* Teks Bacaan
Diantara Aku, Jalan, dan Hujan


Beberapa hari lalu saya ke Makassar, berangkat dari rumah sekitar pukul 05.30 pagi. Suasana jalan masih sepi, tak banyak kendaraan yang melintas hanya terlihat beberapa bus yang mendahului.

Tepat pukul 07.30 saya sampai di Pinrang, tepatnya di daerah Pekkabata. Singgah di rumah Om, sejenak minum teh hangat serta sarapan yang telah disiapkan oleh Tante, kemudian melanjutkan perjalanan menuju Makassar.

Saya tiba di Pare-Pare sekitar pukul 9 lewat, kemudian lanjut menuju Barru. Nah, disini saya juga menyempatkan waktu singgah menjenguk ponakan yang lagi mondok di Pesantren DDI Mangkoso yang berada di asrama putra, Tonronge.

Tak lama, hanya sekedar membawa sedikit bingkisan untuk ponakan sekaligus melihat kondisinya. Langit sudah mulai mendung, sesekali rintik hujan pun sudah mulai turun. Kami pun berpisah dan kemudian kembali melanjutkan perjalanan, diiringi dengan rintik hujan yang semakin lebat.

Terus melaju hingga beberapa puluh kilometer, akhirnya harus terhenti sejenak disebuah bangunan tua. Dibawah atap itu, kemudian saya memarkir motor sambil menunggu hujan menuntaskan rindunya ke bumi. Untung saja gedget masih menjadi teman yang setia disaat sepi menyelimuti.

Setelah beberapa saat, hujan pun mulai mereda meskipun rintiknya tak kunjung berhenti. Akhirnya kuputuskan untuk kembali melanjutkan perjalanan. Hingga tiba di kota Maros.

* Data Tersedia
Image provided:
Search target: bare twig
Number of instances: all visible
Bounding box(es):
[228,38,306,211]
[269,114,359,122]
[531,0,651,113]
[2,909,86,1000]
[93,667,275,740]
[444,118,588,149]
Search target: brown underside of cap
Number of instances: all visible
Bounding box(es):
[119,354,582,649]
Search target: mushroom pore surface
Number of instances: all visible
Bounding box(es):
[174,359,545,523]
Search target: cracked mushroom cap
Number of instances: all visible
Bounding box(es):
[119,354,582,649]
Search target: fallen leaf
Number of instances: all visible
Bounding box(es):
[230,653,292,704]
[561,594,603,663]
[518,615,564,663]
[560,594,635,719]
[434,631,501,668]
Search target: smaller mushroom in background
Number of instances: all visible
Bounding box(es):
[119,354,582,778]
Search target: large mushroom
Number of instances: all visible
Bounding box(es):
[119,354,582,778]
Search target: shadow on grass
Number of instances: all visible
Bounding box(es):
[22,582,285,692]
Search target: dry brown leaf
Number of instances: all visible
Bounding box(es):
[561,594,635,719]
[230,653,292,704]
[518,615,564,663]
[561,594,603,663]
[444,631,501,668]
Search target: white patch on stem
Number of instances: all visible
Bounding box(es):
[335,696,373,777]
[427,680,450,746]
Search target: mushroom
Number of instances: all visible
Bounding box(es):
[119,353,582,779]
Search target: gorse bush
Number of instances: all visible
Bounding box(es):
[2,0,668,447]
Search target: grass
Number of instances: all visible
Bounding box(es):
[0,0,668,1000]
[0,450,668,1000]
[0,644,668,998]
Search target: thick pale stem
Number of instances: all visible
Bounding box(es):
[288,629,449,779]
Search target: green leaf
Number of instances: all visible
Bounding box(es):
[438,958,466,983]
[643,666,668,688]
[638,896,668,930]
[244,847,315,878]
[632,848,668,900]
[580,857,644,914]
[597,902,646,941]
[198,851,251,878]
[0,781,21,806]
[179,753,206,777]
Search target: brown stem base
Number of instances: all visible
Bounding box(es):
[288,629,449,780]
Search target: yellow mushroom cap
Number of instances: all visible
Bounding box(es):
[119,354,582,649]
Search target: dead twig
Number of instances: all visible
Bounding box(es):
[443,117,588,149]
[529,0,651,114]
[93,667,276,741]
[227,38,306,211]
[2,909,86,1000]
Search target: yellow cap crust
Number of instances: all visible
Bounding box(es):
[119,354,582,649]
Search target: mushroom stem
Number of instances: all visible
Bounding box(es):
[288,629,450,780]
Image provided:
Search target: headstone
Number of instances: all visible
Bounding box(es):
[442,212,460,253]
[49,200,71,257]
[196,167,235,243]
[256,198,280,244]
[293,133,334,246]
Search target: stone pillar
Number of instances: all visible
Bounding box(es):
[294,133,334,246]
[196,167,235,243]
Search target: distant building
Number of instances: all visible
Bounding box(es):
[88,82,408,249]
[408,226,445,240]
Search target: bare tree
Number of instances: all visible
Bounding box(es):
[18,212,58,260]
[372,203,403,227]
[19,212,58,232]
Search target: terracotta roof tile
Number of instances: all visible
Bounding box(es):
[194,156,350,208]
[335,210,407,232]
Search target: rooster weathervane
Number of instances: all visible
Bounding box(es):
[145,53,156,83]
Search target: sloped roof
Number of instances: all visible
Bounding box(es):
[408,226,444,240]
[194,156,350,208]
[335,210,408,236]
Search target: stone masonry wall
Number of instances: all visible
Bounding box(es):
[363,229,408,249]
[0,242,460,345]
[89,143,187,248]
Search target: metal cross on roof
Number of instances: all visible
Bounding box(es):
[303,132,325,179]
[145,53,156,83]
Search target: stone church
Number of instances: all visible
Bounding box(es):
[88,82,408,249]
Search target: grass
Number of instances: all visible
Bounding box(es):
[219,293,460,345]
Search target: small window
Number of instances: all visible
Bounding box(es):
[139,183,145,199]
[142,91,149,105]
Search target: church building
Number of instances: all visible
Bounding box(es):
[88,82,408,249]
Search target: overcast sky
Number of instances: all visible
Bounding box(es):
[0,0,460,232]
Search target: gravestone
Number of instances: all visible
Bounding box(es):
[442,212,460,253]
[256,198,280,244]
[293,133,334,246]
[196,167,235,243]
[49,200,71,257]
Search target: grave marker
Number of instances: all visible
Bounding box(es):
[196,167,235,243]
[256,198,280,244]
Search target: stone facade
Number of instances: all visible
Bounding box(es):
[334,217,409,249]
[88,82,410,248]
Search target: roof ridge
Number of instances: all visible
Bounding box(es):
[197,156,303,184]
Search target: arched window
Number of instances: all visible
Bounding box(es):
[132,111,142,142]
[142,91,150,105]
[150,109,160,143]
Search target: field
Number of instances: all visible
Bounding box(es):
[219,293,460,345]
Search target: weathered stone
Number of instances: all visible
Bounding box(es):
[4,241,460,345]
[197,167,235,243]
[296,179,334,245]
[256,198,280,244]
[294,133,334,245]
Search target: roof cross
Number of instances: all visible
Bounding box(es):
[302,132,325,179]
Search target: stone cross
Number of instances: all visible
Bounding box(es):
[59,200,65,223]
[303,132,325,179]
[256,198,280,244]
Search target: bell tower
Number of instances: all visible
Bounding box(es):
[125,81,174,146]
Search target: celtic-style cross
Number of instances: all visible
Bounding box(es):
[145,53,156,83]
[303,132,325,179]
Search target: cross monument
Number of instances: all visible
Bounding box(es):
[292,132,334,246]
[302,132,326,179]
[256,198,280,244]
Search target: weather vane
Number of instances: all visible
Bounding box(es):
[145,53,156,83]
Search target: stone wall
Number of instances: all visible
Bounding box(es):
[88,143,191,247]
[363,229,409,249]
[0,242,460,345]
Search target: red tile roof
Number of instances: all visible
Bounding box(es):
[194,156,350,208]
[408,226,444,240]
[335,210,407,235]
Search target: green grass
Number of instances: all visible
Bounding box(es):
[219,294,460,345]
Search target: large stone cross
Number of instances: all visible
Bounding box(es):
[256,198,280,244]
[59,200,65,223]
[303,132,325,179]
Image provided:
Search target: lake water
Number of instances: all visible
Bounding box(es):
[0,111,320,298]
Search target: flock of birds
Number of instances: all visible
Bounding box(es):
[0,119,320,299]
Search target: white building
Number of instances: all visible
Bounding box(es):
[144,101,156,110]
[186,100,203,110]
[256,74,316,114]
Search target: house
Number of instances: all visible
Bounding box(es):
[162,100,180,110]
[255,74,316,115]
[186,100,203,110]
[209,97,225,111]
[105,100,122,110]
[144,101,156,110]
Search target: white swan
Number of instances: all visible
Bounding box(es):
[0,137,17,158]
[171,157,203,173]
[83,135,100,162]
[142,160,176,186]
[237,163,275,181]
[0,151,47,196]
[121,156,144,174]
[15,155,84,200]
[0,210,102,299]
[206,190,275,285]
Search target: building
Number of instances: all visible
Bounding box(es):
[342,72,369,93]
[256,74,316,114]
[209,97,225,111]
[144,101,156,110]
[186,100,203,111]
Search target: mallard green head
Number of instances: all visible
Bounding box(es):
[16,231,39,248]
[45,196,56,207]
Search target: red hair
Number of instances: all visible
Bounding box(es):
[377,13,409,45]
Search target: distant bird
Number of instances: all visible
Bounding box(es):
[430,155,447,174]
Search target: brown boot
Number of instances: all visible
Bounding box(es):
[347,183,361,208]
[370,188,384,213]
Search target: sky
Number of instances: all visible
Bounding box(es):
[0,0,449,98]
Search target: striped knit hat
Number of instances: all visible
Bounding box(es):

* Kumpulan Tugas
[1] Dalam catatan perjalanan ke Makassar, pukul berapa penulisnya sampai di Pinrang?
[2] Teruskan catatan perjalanan ke Makassar itu, mulai setelah kalimat terakhirnya.

* Jawaban Tiap Tugas
[1] Tepat pukul 07.30.

[2]
Suara adzan pun sudah mulai menggema dari masjid ke masjid yang ku lewati, namun tetap ku putuskan untuk melanjutkan perjalanan, hanya laju kendaraan yang sedikit dipelankan. Namun tetap jalan, berbalut jas hujan diiringi rinai hujan yang semakin lebat.

Akhirnya kuputuskan untuk berhenti disalah satu masjid yang terletak di kampung penyangga kota. Memarkir kendaraan, membuka jas hujan dan berjalan mendekati toilet masjid lengkap dengan ransel merah di pundak dan tas kamera di tangan kanan.

Suasana masjid pun nampak sepi, hanya terlihat seorang jamaah yang ikut sholat. Mungkin saja karena jadwal sholat memang sudah lewat sekitar 30 menit. Makanya, para jamaah pun sudah pada pulang meninggalkan masjid, apalagi sedang hujan lebat.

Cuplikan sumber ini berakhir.